**TASK:** Render every line of the material below as a JSON list of strings, one string per line, omitting blank lines and leaving out the pictures.

**DATASET ROWS:**
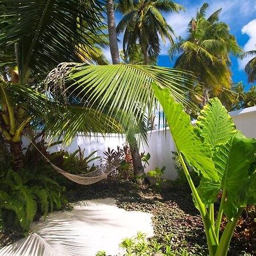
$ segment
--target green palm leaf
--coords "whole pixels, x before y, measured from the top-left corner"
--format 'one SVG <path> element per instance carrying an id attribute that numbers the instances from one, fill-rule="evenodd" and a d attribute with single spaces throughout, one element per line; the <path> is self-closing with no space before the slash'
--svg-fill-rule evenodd
<path id="1" fill-rule="evenodd" d="M 220 189 L 226 192 L 224 212 L 229 220 L 237 212 L 238 208 L 256 203 L 253 188 L 255 175 L 251 171 L 251 167 L 255 166 L 255 139 L 247 139 L 240 131 L 236 132 L 214 153 L 213 160 L 220 181 L 216 183 L 203 178 L 197 188 L 203 202 L 207 205 L 215 202 L 216 196 Z M 247 189 L 248 185 L 250 189 Z"/>
<path id="2" fill-rule="evenodd" d="M 67 64 L 63 67 L 66 68 Z M 72 67 L 68 67 L 68 70 Z M 130 127 L 131 117 L 140 120 L 151 111 L 147 112 L 148 100 L 154 100 L 152 82 L 168 88 L 176 101 L 195 109 L 187 99 L 188 93 L 194 94 L 189 87 L 193 81 L 188 78 L 191 74 L 184 71 L 135 65 L 77 65 L 64 81 L 59 75 L 63 72 L 61 66 L 49 76 L 46 90 L 53 97 L 59 100 L 66 95 L 73 96 L 85 106 L 118 120 L 125 130 Z"/>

**RESPONSE TO THIS TASK:**
[
  "$ segment",
  "--target green palm leaf",
  "--coords \"whole pixels, x before y, measured from the top-left corner\"",
  "--format 'one SVG <path> element per instance carrying an id attribute that numbers the instances from one, fill-rule=\"evenodd\" and a d attribute with single spaces throughout, one element per line; the <path> is self-closing with no space before the slash'",
  "--svg-fill-rule evenodd",
  "<path id=\"1\" fill-rule=\"evenodd\" d=\"M 220 189 L 226 192 L 224 212 L 229 220 L 237 212 L 238 208 L 256 203 L 253 188 L 255 175 L 251 171 L 251 167 L 255 166 L 255 139 L 247 139 L 240 131 L 236 132 L 214 153 L 213 160 L 220 181 L 216 183 L 203 178 L 197 188 L 203 202 L 207 205 L 215 202 L 216 196 Z M 247 189 L 248 185 L 250 189 Z\"/>",
  "<path id=\"2\" fill-rule=\"evenodd\" d=\"M 67 64 L 63 67 L 66 68 Z M 72 67 L 68 67 L 68 70 Z M 130 127 L 131 117 L 140 120 L 151 111 L 147 112 L 148 100 L 154 100 L 152 82 L 168 88 L 176 101 L 195 109 L 187 99 L 188 93 L 194 94 L 189 87 L 193 81 L 188 78 L 191 74 L 184 71 L 135 65 L 77 65 L 64 81 L 59 75 L 63 72 L 61 66 L 49 76 L 46 90 L 53 97 L 59 100 L 66 95 L 73 96 L 85 106 L 118 120 L 125 130 Z\"/>"
]